### Exercise directions
Please count the lines in these records that contain "button" and give only that count.

═════ Data records

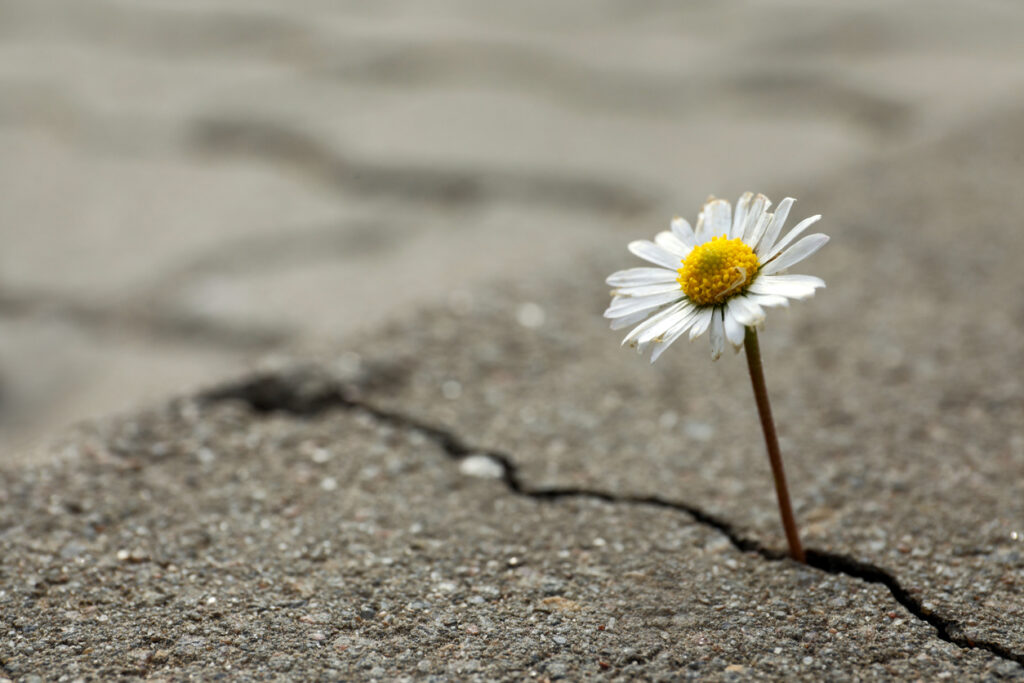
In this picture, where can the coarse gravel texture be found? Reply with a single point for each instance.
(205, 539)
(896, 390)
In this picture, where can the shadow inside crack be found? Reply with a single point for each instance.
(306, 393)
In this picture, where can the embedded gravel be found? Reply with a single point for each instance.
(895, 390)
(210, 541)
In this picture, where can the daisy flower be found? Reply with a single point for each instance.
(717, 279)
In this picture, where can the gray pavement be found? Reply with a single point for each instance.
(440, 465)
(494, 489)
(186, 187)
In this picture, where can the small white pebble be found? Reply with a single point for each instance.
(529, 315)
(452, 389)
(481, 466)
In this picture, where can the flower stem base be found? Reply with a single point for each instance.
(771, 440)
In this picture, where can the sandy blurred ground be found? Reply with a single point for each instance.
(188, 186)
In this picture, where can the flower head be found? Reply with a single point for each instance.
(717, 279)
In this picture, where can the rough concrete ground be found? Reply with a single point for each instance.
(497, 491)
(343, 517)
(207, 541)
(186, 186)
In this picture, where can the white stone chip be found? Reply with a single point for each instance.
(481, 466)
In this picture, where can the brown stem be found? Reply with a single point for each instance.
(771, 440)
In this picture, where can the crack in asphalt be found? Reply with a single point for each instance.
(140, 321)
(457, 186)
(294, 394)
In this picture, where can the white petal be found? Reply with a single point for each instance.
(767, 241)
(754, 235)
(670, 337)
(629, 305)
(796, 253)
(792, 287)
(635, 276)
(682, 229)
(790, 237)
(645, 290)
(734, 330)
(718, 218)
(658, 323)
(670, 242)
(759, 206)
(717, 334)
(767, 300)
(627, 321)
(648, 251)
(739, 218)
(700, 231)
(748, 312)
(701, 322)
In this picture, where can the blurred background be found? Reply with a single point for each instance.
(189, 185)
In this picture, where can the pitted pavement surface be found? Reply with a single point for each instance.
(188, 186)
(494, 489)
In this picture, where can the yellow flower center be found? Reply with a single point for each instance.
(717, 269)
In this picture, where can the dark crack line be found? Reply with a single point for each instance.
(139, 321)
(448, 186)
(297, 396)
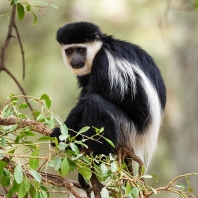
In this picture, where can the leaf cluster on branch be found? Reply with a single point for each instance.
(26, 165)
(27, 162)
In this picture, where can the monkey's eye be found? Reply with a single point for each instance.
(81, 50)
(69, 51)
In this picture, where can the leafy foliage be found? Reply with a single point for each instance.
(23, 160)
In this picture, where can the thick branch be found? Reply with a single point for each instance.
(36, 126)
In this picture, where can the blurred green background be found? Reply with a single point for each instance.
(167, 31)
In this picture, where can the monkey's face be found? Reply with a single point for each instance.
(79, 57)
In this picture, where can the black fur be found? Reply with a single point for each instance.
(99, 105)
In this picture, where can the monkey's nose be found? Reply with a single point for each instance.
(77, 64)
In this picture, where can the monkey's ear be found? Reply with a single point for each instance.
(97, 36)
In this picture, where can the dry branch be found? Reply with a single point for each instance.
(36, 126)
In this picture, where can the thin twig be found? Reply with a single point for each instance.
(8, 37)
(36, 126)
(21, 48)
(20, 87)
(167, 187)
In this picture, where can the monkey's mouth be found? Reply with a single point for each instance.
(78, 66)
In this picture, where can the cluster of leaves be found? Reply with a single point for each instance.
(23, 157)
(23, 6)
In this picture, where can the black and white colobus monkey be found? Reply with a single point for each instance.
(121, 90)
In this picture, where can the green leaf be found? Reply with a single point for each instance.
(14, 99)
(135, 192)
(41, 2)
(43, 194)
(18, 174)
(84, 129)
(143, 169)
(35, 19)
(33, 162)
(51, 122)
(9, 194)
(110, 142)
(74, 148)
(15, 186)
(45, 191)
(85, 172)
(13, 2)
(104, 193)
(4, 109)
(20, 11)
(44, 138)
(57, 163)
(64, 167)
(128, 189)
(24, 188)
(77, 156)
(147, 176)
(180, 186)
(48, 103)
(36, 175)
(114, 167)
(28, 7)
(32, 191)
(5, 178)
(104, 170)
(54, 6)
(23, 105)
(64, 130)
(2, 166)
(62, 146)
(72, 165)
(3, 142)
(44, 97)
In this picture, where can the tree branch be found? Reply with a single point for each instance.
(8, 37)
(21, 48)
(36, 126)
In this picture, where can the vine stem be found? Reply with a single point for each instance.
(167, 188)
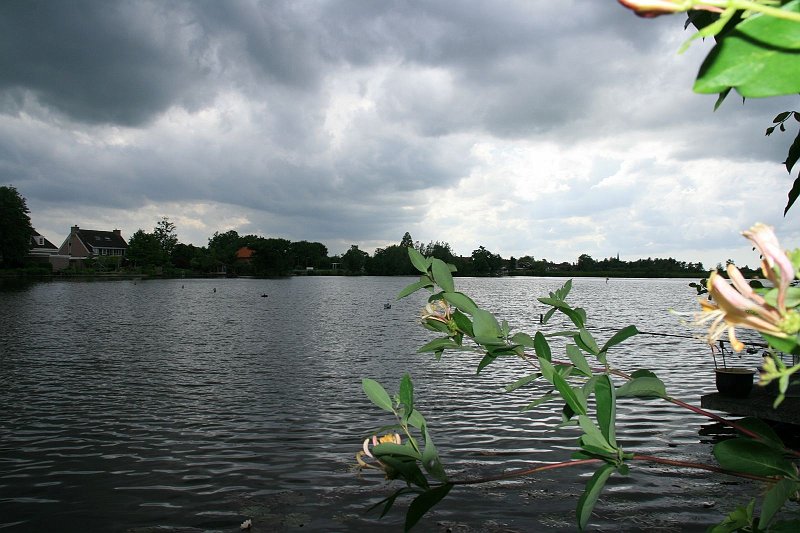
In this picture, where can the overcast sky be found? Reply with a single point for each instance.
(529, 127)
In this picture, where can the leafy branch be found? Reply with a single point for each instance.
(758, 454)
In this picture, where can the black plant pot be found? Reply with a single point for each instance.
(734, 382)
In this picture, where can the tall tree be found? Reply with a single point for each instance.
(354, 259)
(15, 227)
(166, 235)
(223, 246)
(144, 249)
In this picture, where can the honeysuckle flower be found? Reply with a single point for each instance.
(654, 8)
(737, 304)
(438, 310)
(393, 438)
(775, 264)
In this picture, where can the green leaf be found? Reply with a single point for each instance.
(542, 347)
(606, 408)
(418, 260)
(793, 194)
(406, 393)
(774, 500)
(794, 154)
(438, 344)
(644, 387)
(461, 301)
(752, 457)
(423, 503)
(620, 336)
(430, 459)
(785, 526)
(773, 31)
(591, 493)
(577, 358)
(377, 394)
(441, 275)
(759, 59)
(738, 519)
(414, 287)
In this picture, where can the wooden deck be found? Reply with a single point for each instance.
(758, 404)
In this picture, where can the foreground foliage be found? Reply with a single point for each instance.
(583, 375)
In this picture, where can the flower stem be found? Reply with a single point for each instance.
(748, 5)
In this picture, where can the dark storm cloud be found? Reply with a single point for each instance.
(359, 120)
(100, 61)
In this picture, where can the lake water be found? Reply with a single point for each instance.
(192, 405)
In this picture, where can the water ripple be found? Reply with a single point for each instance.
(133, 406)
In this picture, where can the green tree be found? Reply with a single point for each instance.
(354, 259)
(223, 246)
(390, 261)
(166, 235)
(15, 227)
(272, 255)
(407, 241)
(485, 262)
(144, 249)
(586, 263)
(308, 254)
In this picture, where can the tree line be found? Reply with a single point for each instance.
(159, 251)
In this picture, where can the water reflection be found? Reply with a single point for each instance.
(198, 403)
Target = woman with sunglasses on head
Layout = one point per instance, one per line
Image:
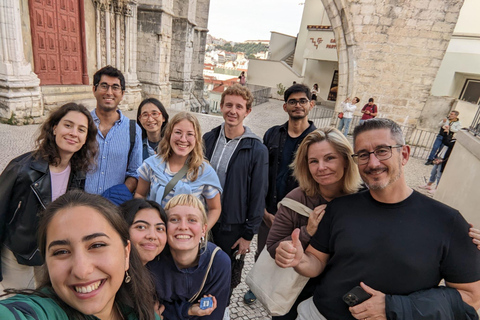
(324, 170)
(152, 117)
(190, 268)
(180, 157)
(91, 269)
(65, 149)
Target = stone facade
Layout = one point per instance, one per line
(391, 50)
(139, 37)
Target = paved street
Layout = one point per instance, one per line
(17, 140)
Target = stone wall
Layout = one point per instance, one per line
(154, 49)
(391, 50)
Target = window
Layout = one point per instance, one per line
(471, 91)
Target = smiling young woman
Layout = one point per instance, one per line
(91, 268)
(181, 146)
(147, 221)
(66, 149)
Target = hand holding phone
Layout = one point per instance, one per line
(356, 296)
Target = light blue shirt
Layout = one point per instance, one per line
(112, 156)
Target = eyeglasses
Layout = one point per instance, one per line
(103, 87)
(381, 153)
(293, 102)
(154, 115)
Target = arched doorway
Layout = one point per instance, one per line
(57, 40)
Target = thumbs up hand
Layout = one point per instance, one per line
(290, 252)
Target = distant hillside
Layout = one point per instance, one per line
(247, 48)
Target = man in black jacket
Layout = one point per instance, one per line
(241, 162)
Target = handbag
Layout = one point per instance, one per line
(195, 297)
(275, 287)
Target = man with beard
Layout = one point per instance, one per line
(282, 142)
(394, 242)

══════════
═════ Data records

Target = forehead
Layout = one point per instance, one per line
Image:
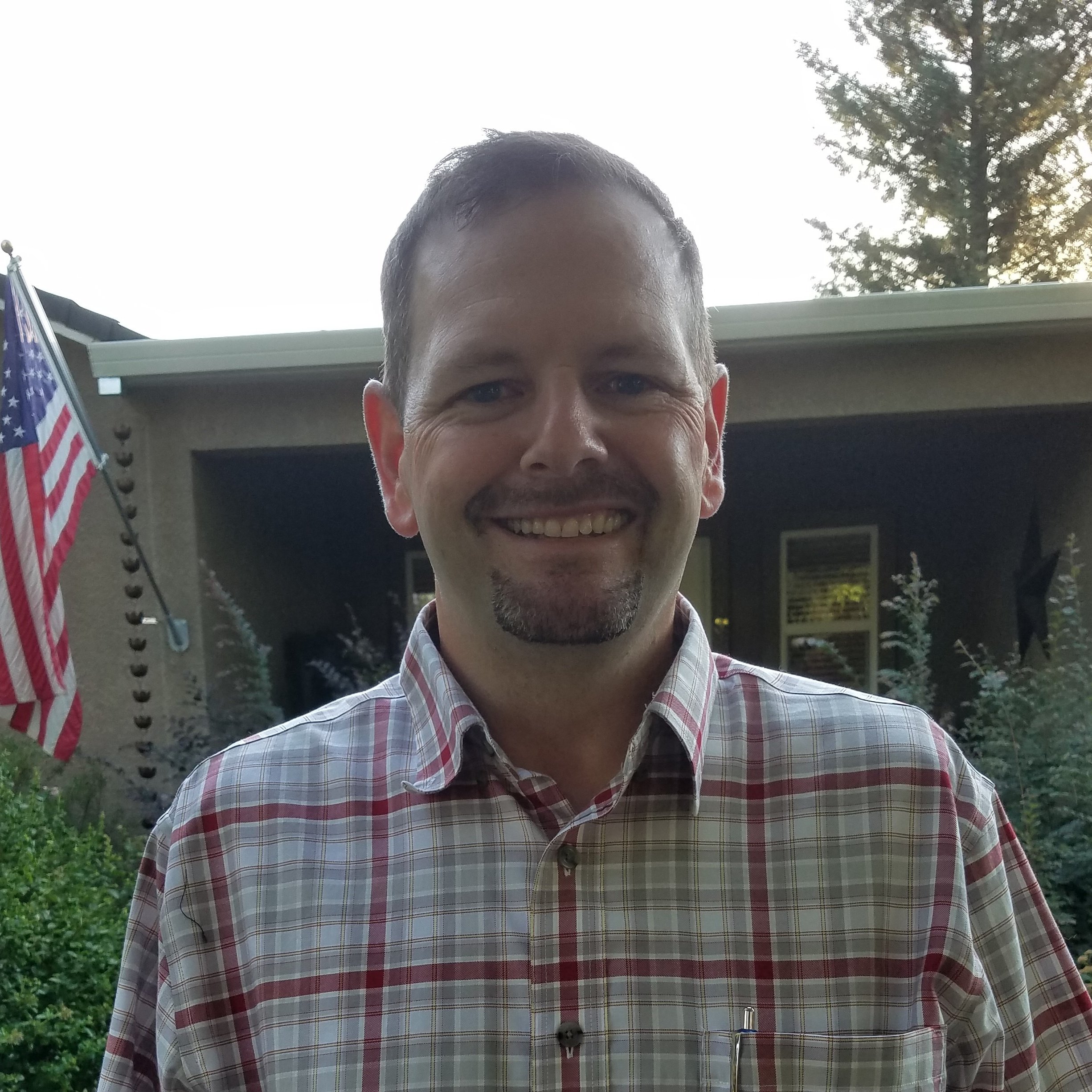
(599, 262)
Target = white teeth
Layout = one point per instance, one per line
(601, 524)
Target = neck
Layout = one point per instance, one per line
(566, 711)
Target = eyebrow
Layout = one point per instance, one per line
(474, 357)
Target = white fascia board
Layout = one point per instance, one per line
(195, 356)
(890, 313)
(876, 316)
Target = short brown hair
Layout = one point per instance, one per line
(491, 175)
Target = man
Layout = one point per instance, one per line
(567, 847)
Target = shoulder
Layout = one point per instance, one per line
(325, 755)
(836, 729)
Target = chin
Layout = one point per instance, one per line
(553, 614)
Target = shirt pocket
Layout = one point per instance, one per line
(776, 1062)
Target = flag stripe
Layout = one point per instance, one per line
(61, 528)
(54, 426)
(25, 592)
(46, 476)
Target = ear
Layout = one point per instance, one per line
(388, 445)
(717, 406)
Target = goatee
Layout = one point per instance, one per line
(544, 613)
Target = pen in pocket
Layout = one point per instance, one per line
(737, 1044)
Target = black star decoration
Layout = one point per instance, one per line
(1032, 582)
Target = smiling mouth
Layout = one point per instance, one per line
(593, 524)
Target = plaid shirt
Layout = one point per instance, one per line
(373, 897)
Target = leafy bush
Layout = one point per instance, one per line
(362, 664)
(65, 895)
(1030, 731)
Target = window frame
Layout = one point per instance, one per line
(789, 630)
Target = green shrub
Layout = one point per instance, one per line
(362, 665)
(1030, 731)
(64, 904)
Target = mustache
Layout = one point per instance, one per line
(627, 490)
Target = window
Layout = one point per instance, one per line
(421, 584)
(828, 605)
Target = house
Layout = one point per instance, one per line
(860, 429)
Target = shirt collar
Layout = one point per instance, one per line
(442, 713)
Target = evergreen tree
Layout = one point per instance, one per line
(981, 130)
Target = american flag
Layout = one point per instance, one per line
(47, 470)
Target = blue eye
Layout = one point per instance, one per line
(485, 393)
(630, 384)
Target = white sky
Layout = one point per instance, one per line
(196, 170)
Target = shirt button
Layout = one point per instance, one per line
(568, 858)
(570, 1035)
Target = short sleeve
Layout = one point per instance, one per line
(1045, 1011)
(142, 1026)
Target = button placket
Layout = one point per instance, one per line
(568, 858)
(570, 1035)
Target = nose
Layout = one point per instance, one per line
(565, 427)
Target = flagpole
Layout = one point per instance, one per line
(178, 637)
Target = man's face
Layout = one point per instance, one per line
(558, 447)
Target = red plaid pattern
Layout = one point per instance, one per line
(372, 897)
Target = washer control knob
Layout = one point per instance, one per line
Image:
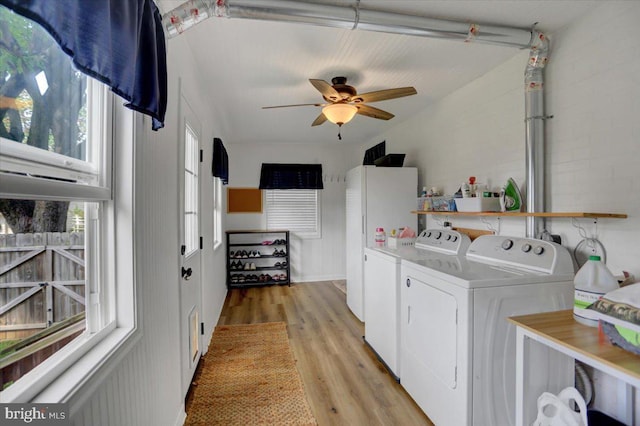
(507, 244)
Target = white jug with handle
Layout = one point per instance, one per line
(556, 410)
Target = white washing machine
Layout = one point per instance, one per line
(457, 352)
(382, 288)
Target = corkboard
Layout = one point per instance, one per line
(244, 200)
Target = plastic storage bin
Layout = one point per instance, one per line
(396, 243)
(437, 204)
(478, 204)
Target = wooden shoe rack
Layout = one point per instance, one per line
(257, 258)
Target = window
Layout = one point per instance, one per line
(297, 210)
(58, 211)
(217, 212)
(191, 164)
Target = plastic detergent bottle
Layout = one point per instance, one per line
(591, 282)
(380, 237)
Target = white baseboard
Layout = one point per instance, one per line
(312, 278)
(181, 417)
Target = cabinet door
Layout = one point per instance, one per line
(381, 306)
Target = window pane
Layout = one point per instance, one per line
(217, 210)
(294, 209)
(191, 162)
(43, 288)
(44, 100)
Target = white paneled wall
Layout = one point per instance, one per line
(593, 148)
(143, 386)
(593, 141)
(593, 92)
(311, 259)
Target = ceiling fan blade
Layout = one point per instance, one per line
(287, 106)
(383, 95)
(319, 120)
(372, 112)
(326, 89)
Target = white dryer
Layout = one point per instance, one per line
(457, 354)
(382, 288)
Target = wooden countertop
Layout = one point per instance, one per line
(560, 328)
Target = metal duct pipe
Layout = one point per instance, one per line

══════════

### Completed exercise
2